Natural-language object grounding data
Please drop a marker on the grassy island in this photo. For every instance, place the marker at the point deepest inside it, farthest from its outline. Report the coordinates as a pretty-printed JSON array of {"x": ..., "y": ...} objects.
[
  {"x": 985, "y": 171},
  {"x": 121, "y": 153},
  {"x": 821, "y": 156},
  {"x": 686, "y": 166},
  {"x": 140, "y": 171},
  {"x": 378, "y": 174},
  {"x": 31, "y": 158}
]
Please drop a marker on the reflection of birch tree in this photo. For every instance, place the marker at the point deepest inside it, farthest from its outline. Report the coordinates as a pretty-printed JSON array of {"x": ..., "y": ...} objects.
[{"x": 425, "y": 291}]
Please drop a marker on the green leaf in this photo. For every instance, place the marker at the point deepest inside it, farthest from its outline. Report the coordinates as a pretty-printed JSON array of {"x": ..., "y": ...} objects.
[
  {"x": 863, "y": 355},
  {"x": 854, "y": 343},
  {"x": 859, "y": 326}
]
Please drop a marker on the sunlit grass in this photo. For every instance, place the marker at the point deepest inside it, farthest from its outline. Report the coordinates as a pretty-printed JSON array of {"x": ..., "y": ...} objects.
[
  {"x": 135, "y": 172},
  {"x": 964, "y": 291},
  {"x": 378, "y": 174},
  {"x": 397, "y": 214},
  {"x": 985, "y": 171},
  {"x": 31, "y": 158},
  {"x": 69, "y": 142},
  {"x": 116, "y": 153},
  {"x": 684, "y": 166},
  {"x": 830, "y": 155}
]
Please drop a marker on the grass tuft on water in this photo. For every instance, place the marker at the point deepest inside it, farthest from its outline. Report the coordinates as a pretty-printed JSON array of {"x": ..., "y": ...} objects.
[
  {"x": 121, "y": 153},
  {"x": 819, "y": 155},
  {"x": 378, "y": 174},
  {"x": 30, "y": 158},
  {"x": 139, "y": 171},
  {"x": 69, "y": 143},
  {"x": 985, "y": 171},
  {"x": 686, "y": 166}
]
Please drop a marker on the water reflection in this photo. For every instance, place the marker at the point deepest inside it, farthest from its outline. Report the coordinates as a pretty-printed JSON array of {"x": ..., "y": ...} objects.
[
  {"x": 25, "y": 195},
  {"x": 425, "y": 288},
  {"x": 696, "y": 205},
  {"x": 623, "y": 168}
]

#### [What to do]
Reproduce every entry above without a single alteration.

#### [Solution to the exercise]
Please drop a marker on the grassy island in this photo. For every instance, place the marker at the point deepest inside it, farthest from its outline. Report the coordinates as a pretty-printed JSON array of {"x": ..., "y": ...} objects.
[
  {"x": 985, "y": 171},
  {"x": 121, "y": 153},
  {"x": 821, "y": 156},
  {"x": 686, "y": 166},
  {"x": 140, "y": 171},
  {"x": 378, "y": 174},
  {"x": 31, "y": 158}
]
Please drop a marker on the reflection of birch tree in this photo. For every instance, place the marker at the point deepest inside it, farthest from its outline. Report the coordinates as a pretty-printed JSON array of {"x": ..., "y": ...} objects.
[{"x": 425, "y": 291}]
Please drop a marker on the green leaf in this photo. For every instance, place the marker at the point deepest inside it, farthest from its outline. Report the coordinates as a pretty-printed JSON array of {"x": ..., "y": ...} objects.
[
  {"x": 863, "y": 355},
  {"x": 854, "y": 343},
  {"x": 859, "y": 326}
]
Please drop a marker on the sunlit grass in this photo. For every instance, place the marker at the point deepest inside it, farthest from its outline. Report the coordinates as a pretty-printed JSON array of {"x": ..., "y": ...} objects.
[
  {"x": 135, "y": 172},
  {"x": 964, "y": 291},
  {"x": 378, "y": 174},
  {"x": 397, "y": 214},
  {"x": 985, "y": 171},
  {"x": 31, "y": 158},
  {"x": 69, "y": 142},
  {"x": 116, "y": 153},
  {"x": 684, "y": 166},
  {"x": 830, "y": 155}
]
Please drop a marker on the grass tuft on water in this photo. For every instance, place the marker at the point deepest inside it, farthest from its outline. Report the coordinates as a pretty-printed JSON array of {"x": ..., "y": ...} objects.
[
  {"x": 121, "y": 153},
  {"x": 819, "y": 155},
  {"x": 378, "y": 174},
  {"x": 30, "y": 158},
  {"x": 139, "y": 171},
  {"x": 69, "y": 143},
  {"x": 985, "y": 171},
  {"x": 686, "y": 166}
]
Please drop a marker on the water reflection in this photo. For every instance, place the marker at the point deepest inside it, farthest from its outline. Report the coordinates as a pretty-printed JSON array of {"x": ..., "y": ...} objects.
[
  {"x": 25, "y": 195},
  {"x": 425, "y": 288},
  {"x": 696, "y": 205},
  {"x": 623, "y": 168}
]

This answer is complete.